**Actions to take:**
(1) Answer these questions from the Spark joins text below, one answer per line:
(a) Which rows does a left semi join keep?
(b) Which status goes with id 250 in the sparkStatus table?
(c) Which degree is listed for the graduate program with id 1?
(2) Write the next part of the Spark joins text below, picking up after its last line.
## Start Given text
In spark we can even use complex types and perform something like checking whether a key exists within an
array when you perform a join.

Types of join:
- Inner joins (keep rows with keys that exist in the left and right datasets)
- Outer joins (keep rows with keys in either the left or right datasets)
- Left outer joins (keep rows with keys in the left dataset)
- Right outer joins (keep rows with keys in the right dataset)
- Left semi joins (keep the rows in the left, and only the left, dataset where the key
appears in the right dataset)
- Left anti joins (keep the rows in the left, and only the left, dataset where they do not
appear in the right dataset)
- Natural joins (perform a join by implicitly matching the columns between the two
datasets with the same names)
- Cross (or Cartesian) joins (match every row in the left dataset with every row in the
right dataset)

In [0]:
person = spark.createDataFrame([
(0, "Bill Chambers", 0, [100]),
(1, "Matei Zaharia", 1, [500, 250, 100]),
(2, "Michael Armbrust", 1, [250, 100])])\
.toDF("id", "name", "graduate_program", "spark_status")
graduateProgram = spark.createDataFrame([
(0, "Masters", "School of Information", "UC Berkeley"),
(2, "Masters", "EECS", "UC Berkeley"),
(1, "Ph.D.", "EECS", "UC Berkeley")])\
.toDF("id", "degree", "department", "school")
sparkStatus = spark.createDataFrame([
(500, "Vice President"),
(250, "PMC Member"),
(100, "Contributor")])\
.toDF("id", "status")

In [0]:
person.createOrReplaceTempView("person")
graduateProgram.createOrReplaceTempView("graduateProgram")
sparkStatus.createOrReplaceTempView("sparkStatus")

In [0]:
person.show(5)
graduateProgram.show(5)
sparkStatus.show(5)

+---+----------------+----------------+---------------+
| id|            name|graduate_program|   spark_status|
+---+----------------+----------------+---------------+
|  0|   Bill Chambers|               0|          [100]|
|  1|   Matei Zaharia|               1|[500, 250, 100]|
|  2|Michael Armbrust|               1|     [250, 100]|
+---+----------------+----------------+---------------+

+---+-------+--------------------+-----------+
| id| degree|          department|     school|
+---+-------+--------------------+-----------+
|  0|Masters|School of Informa...|UC Berkeley|
|  2|Masters|                EECS|UC Berkeley|
|  1|  Ph.D.|                EECS|UC Berkeley|
+---+-------+--------------------+-----------+

+---+--------------+
| id|        status|
+---+--------------+
|500|Vice President|
|250|    PMC Member|
|100|   Contributor|
+---+--------------+



In [0]:
# inner join
joinExpression = person["graduate_program"] == graduateProgram['id']
person.join(graduateProgram,joinExpression, 'inner').show()
## End Given text
## Start Raw data
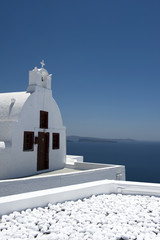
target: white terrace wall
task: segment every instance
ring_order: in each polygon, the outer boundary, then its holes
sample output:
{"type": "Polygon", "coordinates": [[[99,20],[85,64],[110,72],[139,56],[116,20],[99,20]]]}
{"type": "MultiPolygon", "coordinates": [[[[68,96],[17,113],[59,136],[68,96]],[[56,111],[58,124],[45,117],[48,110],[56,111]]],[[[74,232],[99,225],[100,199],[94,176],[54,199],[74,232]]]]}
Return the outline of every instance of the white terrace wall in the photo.
{"type": "Polygon", "coordinates": [[[160,196],[160,185],[139,182],[97,181],[72,186],[28,192],[0,198],[0,216],[27,208],[44,207],[48,203],[78,200],[98,194],[140,194],[160,196]]]}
## End Raw data
**Answers to the exercises:**
(1)
(a) The rows in the left, and only the left, dataset where the key appears in the right dataset.
(b) PMC Member
(c) Ph.D.

(2)
+---+----------------+----------------+---------------+---+-------+--------------------+-----------+
| id|            name|graduate_program|   spark_status| id| degree|          department|     school|
+---+----------------+----------------+---------------+---+-------+--------------------+-----------+
|  0|   Bill Chambers|               0|          [100]|  0|Masters|School of Informa...|UC Berkeley|
|  1|   Matei Zaharia|               1|[500, 250, 100]|  1|  Ph.D.|                EECS|UC Berkeley|
|  2|Michael Armbrust|               1|     [250, 100]|  1|  Ph.D.|                EECS|UC Berkeley|
+---+----------------+----------------+---------------+---+-------+--------------------+-----------+



In [0]:
%sql
SELECT * FROM person JOIN graduateProgram
ON person.graduate_program = graduateProgram.id

id,name,graduate_program,spark_status,id.1,degree,department,school
0,Bill Chambers,0,List(100),0,Masters,School of Information,UC Berkeley
1,Matei Zaharia,1,"List(500, 250, 100)",1,Ph.D.,EECS,UC Berkeley
2,Michael Armbrust,1,"List(250, 100)",1,Ph.D.,EECS,UC Berkeley


In [0]:
#outer join
joinExpression = person["graduate_program"] == graduateProgram["id"]
person.join(graduateProgram, joinExpression, 'outer').show()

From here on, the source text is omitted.